>>

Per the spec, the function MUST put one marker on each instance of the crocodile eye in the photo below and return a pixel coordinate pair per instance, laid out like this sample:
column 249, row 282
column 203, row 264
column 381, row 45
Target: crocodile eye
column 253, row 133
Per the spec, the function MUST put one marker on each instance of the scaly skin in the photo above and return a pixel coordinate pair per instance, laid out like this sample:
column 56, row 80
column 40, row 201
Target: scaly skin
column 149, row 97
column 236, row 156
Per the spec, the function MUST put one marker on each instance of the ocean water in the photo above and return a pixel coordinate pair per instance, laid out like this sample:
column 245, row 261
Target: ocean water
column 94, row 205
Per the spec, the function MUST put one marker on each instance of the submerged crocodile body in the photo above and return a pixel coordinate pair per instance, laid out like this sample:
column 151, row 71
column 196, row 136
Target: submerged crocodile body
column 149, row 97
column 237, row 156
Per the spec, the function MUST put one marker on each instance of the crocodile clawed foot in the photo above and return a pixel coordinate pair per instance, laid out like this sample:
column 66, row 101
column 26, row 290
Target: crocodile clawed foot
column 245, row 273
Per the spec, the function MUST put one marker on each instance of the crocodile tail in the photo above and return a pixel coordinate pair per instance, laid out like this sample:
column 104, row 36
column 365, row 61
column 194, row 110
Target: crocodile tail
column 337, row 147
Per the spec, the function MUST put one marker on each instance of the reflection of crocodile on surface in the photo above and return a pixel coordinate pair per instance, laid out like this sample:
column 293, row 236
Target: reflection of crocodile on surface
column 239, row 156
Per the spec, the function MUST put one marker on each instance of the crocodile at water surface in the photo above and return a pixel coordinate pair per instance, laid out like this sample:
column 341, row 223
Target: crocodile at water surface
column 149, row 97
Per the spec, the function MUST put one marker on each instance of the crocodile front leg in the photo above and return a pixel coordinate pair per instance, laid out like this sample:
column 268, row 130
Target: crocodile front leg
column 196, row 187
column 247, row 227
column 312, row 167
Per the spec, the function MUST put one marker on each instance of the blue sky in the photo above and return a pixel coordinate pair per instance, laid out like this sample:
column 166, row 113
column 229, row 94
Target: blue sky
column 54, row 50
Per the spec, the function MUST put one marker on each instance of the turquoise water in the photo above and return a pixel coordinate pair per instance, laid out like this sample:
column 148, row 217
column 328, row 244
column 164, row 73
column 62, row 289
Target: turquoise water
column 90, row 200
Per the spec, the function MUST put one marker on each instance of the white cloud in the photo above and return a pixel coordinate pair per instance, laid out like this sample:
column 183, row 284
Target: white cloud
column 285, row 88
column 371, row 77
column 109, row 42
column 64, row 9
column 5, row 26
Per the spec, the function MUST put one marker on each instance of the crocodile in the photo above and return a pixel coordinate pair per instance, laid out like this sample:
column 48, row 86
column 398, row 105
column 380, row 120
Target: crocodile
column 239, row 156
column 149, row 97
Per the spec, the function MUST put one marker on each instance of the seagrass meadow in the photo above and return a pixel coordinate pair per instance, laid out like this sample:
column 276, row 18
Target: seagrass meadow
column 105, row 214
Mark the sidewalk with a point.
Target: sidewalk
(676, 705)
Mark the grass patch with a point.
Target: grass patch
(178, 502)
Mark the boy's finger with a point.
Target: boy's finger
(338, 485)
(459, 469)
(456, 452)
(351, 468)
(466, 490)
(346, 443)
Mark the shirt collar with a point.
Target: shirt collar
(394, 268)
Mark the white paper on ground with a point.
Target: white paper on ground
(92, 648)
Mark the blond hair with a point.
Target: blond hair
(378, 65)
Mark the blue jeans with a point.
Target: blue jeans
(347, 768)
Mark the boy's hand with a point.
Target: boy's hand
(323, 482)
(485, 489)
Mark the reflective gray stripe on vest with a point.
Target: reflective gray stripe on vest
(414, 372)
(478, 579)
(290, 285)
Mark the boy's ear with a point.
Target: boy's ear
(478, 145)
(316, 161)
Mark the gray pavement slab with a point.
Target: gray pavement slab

<<

TASK OBJECTIVE:
Reproduce verbatim the stretch from the beginning of the items through the line containing "column 245, row 273", and nothing beyond it.

EXPECTED ANSWER:
Per the spec, the function MUST put one marker on each instance of the crocodile eye in the photo below and return a pixel coordinate pair per instance, laid out like this sample:
column 249, row 282
column 203, row 264
column 381, row 45
Target: crocodile eye
column 253, row 133
Per the spec, the function MUST put one marker on each instance of the scaly skin in the photo above and return a pixel coordinate pair per instance, laid out like this sample:
column 56, row 80
column 40, row 201
Target: scaly skin
column 149, row 97
column 236, row 156
Per the spec, the function MUST put one marker on each instance of the ocean water in the photo above and return a pixel coordinate pair per instance, laid out like this sample:
column 245, row 261
Target: ocean water
column 94, row 205
Per the spec, the function MUST put one marker on each instance of the submerged crocodile body in the photo above and return a pixel coordinate pair per instance, laid out like this sample:
column 151, row 71
column 196, row 136
Target: submerged crocodile body
column 149, row 97
column 237, row 156
Per the spec, the function MUST put one marker on each instance of the crocodile clawed foot in the photo above and return a pixel coordinate pair per instance, laid out like this sample:
column 66, row 101
column 26, row 290
Target: crocodile clawed foot
column 245, row 273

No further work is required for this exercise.